[Begin TEXT PASSAGE]

For the read() mess, this measures no obvious difference in perf output or runtime.

[19:58:22 eldil!17 mitogen] cat wtf.py 

import mitogen.core
import os

try:
    xrange
except NameError:
    xrange = range

fd = os.open('/dev/zero', os.O_RDONLY)
for x in xrange(200000):
    os.read(fd, mitogen.core.CHUNK_SIZE)

Could /dev/zero really be slow enough to hide the problem? I think not. I'm suspecting this may be due to the GIL

[dw]

Python 3 slows down a little bit when an extra thread is present, but only by ~10%ish. Python 3's base overhead is significantly higher, which is obvious by changing the read size to 64/128, but still nowhere nearly enough to explain the profile output

[ghost]

I have a feeling that this could be related: https://github.com/paramiko/paramiko/issues/1141

[lsh-0]

I have a feeling that this could be related: paramiko/paramiko#1141

I updated the timings in that issue for the latest paramiko but there is little/no difference. I'd love to know if you guys get to the bottom of what this massive difference in performance is.

[ghost]

Great, thank you! I would like to find out if we have a non-linear performance curve here with mitogen just like Paramiko. I think that would be very telling. If this is only a linear decrease, it seems different (though maybe still partly related).

[ghost]

This might also be related: https://stackoverflow.com/questions/53251448/pandas-read-sql-is-extremely-slow-on-python-3-kernel-compared-to-python-2

[dw]

The Paramiko problem was separate, Mitogen doesn't actually use Paramiko at all.

The problem here is fundamental to a permanent compatibility hack in Python 3.x, that basically renders cPickle completely unsuitable for transporting binary data any more.

The problem is that when communicating using Pickle protocol v2 or older (i.e. with Python 2), Python 3 represents all 8-bit bytestrings in the pickle by transliterating them to Unicode using the LATIN-1 codec, and undoing the result in the remote side. Unicode in turn is represented in pickle as UTF-8, so every chunk of raw data is doubly transcoded (and copied) during serialization and deserialization.

Basically this can't be fixed -- the compatibility hack is needed to support yet more compatibility hacks elsewhere in pickle to make it appear like 2.x and 3.x pickles are compatible.

That means every 8-bit bytestring experiences on average 1.5x size expansion on the wire, and that size is variable depending on the actual data bytes being transmitted (thus making it unpredictable, and impossible to correctly align to frame boundaries), and every bytestring must roundtrip first through the UTF-8 decoder then the LATIN-1 decoder every time it is deserialiezd.

[End TEXT PASSAGE]
[Begin RAW RECORDS]

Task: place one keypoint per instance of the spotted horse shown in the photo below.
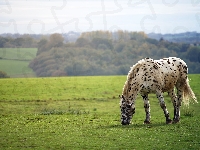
(156, 76)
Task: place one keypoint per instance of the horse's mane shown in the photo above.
(131, 75)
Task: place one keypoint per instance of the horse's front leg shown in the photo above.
(163, 106)
(147, 109)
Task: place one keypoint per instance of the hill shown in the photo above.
(15, 61)
(106, 53)
(186, 37)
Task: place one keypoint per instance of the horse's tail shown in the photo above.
(188, 94)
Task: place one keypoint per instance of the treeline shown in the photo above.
(106, 53)
(186, 37)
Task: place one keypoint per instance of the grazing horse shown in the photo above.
(156, 76)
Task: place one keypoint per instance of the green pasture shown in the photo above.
(15, 61)
(83, 113)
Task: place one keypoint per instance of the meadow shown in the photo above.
(15, 61)
(83, 113)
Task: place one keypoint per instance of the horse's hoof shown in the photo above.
(147, 122)
(175, 121)
(169, 121)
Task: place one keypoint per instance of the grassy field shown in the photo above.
(83, 113)
(15, 61)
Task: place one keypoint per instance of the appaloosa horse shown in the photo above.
(156, 76)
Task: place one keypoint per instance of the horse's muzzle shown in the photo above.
(125, 123)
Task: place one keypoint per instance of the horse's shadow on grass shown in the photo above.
(138, 125)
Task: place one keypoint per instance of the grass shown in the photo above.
(83, 113)
(15, 61)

[End RAW RECORDS]

GOALS:
1. Answer these questions about the forum thread:
(a) Which device file does the test script open for reading?
(b) By roughly how much does Python 3 slow down when an extra thread is present?
(c) What average size expansion does every 8-bit bytestring experience on the wire?
2. Convert the rows into a Markdown table with the columns Number and Content, starting at the line that contains "Task: place one keypoint per instance of the grassy" and continuing through the last line of the rows, and leave out any blank lines.
The forum thread and the rows have no connection to each other.

TASK-BY-TASK ANSWERS:
1.
(a) /dev/zero
(b) About 10%
(c) 1.5x

2.
| Number | Content |
|---|---|
| 1 | Task: place one keypoint per instance of the grassy field shown in the photo above. |
| 2 | (83, 113) |
| 3 | (15, 61) |
| 4 | Task: place one keypoint per instance of the appaloosa horse shown in the photo above. |
| 5 | (156, 76) |
| 6 | Task: place one keypoint per instance of the horse's muzzle shown in the photo above. |
| 7 | (125, 123) |
| 8 | Task: place one keypoint per instance of the horse's shadow on grass shown in the photo above. |
| 9 | (138, 125) |
| 10 | Task: place one keypoint per instance of the grass shown in the photo above. |
| 11 | (83, 113) |
| 12 | (15, 61) |